**What is required:**
Report each line from the listing that the string "give" appears in.
[Start of Attachment]
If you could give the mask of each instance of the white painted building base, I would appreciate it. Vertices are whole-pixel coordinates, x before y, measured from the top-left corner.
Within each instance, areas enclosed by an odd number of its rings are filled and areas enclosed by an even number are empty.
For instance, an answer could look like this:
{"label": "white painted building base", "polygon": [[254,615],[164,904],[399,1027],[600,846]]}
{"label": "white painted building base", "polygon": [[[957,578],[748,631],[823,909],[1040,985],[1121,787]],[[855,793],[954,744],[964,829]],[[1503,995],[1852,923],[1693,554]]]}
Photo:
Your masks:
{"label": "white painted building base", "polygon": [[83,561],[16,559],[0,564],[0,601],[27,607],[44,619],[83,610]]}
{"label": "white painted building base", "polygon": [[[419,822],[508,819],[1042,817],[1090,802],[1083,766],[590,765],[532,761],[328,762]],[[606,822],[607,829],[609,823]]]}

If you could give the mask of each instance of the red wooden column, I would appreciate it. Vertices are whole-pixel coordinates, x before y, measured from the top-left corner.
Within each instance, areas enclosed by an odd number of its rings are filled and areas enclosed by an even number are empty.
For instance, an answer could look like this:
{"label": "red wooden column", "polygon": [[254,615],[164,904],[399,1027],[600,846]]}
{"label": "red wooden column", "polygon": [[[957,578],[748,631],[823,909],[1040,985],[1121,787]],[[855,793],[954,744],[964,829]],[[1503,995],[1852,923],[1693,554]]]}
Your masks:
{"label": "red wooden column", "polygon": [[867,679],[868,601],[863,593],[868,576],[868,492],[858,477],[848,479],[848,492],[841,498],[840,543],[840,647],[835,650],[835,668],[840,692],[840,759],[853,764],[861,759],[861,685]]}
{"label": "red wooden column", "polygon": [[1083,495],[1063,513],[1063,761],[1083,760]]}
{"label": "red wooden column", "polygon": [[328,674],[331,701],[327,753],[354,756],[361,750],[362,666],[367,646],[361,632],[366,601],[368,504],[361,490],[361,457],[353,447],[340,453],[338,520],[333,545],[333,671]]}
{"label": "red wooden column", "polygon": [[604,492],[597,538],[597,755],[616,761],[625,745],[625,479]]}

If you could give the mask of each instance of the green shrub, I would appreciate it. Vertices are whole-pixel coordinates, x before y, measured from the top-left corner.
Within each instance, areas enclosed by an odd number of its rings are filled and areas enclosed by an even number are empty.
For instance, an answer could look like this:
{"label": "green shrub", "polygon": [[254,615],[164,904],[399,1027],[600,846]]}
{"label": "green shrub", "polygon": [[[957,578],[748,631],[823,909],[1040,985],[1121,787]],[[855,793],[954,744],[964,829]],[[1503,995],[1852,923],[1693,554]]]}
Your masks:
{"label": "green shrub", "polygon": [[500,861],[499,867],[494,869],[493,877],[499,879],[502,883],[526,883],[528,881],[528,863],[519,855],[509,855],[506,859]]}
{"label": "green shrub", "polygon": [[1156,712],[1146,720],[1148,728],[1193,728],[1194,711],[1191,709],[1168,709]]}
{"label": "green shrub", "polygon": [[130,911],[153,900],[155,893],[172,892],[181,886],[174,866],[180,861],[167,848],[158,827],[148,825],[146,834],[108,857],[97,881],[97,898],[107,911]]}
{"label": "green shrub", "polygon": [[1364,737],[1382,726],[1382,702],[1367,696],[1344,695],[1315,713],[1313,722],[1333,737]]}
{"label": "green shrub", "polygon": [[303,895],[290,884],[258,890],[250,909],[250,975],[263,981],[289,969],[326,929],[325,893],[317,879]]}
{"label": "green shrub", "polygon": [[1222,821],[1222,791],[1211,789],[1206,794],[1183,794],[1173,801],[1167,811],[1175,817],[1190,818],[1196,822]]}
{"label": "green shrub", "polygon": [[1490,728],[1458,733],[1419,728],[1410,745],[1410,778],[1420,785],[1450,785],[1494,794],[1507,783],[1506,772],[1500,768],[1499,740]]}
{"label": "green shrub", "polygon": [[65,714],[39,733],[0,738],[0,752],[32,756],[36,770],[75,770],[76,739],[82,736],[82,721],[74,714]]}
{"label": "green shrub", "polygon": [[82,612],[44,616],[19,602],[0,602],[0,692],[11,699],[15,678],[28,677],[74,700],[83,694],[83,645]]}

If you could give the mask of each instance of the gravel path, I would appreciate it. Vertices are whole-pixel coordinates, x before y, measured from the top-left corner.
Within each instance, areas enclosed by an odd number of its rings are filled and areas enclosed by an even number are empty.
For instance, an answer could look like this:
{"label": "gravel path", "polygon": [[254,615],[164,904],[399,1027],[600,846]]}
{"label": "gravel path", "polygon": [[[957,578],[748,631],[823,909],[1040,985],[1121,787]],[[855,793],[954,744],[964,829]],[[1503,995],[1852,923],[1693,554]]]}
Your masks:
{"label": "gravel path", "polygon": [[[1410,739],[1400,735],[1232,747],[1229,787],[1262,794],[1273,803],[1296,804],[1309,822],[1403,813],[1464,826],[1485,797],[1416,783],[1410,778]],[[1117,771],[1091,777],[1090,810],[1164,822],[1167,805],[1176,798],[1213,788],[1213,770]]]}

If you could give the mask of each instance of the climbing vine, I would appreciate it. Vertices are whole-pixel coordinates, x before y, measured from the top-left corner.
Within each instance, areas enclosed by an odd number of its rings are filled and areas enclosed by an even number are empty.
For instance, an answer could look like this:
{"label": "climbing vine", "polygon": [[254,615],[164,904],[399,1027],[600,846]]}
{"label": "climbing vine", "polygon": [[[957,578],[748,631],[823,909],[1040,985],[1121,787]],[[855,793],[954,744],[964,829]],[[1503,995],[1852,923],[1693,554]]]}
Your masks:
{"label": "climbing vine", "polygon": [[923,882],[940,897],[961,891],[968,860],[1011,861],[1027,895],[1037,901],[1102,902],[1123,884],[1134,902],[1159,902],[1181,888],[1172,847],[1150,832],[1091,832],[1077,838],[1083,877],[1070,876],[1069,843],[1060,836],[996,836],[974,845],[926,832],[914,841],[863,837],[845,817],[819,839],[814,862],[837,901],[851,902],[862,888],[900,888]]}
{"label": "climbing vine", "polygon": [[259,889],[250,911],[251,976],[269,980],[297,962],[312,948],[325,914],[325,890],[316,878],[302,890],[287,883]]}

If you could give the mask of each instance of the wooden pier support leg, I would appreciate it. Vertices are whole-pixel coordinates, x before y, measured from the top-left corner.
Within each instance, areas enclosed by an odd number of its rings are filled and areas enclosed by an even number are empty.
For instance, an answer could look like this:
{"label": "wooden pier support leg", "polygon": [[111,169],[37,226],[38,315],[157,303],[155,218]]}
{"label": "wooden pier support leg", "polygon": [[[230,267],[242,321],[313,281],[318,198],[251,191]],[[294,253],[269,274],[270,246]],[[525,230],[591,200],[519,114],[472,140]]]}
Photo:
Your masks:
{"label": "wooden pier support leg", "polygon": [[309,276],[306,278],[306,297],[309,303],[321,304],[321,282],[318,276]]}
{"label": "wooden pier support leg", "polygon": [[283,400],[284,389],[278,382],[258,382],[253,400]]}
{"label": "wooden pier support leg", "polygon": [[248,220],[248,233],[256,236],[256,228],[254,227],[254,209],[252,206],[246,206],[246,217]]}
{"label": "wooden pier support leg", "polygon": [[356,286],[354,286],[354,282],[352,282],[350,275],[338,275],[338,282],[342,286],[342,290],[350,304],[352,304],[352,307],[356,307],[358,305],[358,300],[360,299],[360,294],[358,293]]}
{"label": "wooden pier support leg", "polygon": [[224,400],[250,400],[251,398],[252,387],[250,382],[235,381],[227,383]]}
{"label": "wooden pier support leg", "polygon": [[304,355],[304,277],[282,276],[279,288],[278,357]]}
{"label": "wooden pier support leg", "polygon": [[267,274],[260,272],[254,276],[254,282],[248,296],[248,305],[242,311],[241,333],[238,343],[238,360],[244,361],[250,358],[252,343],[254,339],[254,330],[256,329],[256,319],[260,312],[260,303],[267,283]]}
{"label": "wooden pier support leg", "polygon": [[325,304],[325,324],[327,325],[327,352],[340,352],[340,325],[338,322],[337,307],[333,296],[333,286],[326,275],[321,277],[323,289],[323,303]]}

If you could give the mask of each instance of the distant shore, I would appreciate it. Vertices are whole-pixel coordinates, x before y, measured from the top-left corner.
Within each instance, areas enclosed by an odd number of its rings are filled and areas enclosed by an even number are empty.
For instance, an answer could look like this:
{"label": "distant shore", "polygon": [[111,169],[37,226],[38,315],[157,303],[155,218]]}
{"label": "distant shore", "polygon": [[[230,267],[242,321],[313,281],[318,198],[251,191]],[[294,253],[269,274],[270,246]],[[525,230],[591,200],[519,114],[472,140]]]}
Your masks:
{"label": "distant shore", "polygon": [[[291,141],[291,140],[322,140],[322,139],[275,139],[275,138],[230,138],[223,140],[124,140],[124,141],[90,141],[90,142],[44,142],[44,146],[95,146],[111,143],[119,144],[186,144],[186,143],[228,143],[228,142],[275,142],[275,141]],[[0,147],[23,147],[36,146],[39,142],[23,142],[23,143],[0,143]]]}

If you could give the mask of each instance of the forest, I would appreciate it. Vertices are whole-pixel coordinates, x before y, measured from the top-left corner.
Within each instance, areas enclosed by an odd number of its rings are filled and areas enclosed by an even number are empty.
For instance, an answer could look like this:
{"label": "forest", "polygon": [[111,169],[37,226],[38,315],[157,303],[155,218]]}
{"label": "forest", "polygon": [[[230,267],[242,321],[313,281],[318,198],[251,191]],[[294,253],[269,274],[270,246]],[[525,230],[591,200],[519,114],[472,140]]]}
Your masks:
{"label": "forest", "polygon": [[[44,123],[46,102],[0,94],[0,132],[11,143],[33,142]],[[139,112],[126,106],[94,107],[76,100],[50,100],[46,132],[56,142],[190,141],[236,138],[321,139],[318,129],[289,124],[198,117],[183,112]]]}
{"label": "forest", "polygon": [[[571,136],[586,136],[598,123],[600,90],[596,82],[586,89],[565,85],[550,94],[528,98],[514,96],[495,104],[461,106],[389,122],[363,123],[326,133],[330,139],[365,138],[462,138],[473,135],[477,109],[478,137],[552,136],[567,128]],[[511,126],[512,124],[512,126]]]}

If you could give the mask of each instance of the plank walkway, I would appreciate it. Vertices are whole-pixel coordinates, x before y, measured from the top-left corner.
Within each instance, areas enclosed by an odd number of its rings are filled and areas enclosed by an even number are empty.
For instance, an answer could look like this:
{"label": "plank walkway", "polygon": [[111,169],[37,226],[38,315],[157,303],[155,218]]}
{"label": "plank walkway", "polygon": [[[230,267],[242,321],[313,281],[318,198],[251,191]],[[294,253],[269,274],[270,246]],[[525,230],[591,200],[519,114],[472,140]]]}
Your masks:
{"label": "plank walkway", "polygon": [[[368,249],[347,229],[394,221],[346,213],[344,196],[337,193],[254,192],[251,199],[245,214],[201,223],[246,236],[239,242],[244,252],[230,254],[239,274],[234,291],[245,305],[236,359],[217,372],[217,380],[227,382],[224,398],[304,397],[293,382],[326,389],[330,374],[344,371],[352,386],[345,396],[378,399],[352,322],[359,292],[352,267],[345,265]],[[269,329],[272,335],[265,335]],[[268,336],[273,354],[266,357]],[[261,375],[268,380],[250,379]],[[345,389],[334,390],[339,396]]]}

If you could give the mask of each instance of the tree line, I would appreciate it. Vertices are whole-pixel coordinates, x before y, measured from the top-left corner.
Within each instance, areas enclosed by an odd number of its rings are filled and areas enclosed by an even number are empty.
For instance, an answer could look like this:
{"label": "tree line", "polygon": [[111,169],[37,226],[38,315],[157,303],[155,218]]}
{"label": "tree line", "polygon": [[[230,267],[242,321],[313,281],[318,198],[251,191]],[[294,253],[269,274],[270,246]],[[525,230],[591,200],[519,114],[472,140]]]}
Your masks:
[End of Attachment]
**Response to this exercise:**
If you could give the mask of each instance of the white painted building base, I would appreciate it. Vertices are whole-pixel coordinates, x before y, measured from the top-left corner.
If you could give the mask of each instance of the red wooden column, I would appreciate it. Vertices are whole-pixel coordinates, x before y, measured from the top-left corner.
If you could give the mask of each instance of the green shrub, I would appreciate it. Vertices are whole-pixel coordinates, x before y, measured from the top-left corner.
If you could give the mask of each instance of the gravel path, I would appreciate it. Vertices are whole-pixel coordinates, x before y, measured from the top-left corner.
If you could give the mask of each instance of the climbing vine, I would appreciate it. Vertices are whole-pixel coordinates, x before y, measured from the top-left corner.
If you could give the mask of each instance of the wooden pier support leg, I would appreciate it. Vertices are whole-pixel coordinates, x before y, measured from the top-left corner.
If you could give the mask of each instance of the distant shore, I would appreciate it. Vertices are whole-pixel coordinates, x before y, measured from the top-left corner.
If you could give the mask of each instance of the forest, I would appreciate it. Vertices are whole-pixel coordinates, x before y, measured from the top-left corner.
If you could give the mask of each instance of the plank walkway, I would appreciate it. Vertices are whole-pixel coordinates, x before y, measured from the top-left corner.
If you could give the mask of each instance of the tree line, I would appreciate it. Vertices are whole-pixel coordinates, x before y, measured from the top-left corner.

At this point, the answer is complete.